● **TO BE DONE**
Can you copy out all of the material below, line for line, without changing a single character?

● **STORED ROWS**

BEGIN

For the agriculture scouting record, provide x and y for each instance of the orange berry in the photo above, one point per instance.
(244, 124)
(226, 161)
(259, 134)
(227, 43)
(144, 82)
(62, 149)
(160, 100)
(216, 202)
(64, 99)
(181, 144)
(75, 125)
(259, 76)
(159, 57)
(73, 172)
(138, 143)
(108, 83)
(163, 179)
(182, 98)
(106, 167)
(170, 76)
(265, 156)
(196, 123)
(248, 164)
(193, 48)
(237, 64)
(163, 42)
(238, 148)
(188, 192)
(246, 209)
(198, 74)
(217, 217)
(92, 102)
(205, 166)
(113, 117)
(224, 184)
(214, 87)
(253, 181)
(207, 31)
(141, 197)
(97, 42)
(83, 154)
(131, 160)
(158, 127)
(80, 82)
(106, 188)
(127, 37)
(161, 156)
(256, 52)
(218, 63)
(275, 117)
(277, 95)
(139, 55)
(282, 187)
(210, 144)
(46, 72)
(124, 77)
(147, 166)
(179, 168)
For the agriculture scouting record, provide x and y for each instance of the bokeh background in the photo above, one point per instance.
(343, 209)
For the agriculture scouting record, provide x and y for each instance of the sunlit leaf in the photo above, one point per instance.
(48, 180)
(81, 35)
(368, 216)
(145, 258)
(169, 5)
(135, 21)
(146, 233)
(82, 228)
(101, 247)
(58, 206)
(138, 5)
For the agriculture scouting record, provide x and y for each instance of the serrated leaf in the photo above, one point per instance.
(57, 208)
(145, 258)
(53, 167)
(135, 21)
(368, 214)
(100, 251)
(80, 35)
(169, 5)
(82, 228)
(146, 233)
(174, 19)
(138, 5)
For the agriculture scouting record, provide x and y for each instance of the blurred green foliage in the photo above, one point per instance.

END

● **RESULT OF THIS TASK**
For the agriculture scouting record, provide x and y for each instance of the orange berry in the photo above, one point per instance.
(244, 124)
(226, 161)
(259, 134)
(227, 43)
(144, 82)
(62, 149)
(160, 100)
(216, 202)
(64, 99)
(181, 144)
(75, 125)
(259, 76)
(159, 57)
(73, 172)
(138, 143)
(108, 83)
(163, 179)
(182, 98)
(106, 167)
(170, 76)
(265, 156)
(196, 123)
(248, 164)
(193, 48)
(237, 64)
(163, 42)
(238, 148)
(188, 192)
(246, 209)
(198, 74)
(217, 217)
(92, 102)
(205, 166)
(113, 117)
(224, 184)
(214, 87)
(253, 181)
(207, 31)
(141, 197)
(97, 42)
(83, 154)
(131, 160)
(158, 127)
(80, 82)
(106, 188)
(127, 37)
(161, 156)
(256, 52)
(218, 63)
(275, 117)
(277, 95)
(139, 55)
(282, 187)
(210, 144)
(46, 72)
(124, 77)
(147, 166)
(179, 168)
For the agriculture scouting record, provide x and y for each instance of the bokeh background in the photo above, one point per instance.
(343, 209)
For the agriculture scouting record, provide x and y for each instance of the sunlit leaf in the photo above, one point per instance.
(48, 180)
(81, 35)
(368, 216)
(145, 258)
(169, 5)
(135, 21)
(146, 233)
(82, 228)
(101, 247)
(58, 206)
(138, 5)
For the agriculture scouting record, provide x and y for each instance of the serrated leaf in the photo above, one point per instance.
(57, 208)
(145, 258)
(53, 167)
(135, 21)
(368, 214)
(100, 251)
(80, 35)
(169, 5)
(82, 228)
(146, 233)
(174, 19)
(138, 5)
For the agriculture scouting record, provide x and y for each instance of the blurred green foliage in the photo above, one point per instance.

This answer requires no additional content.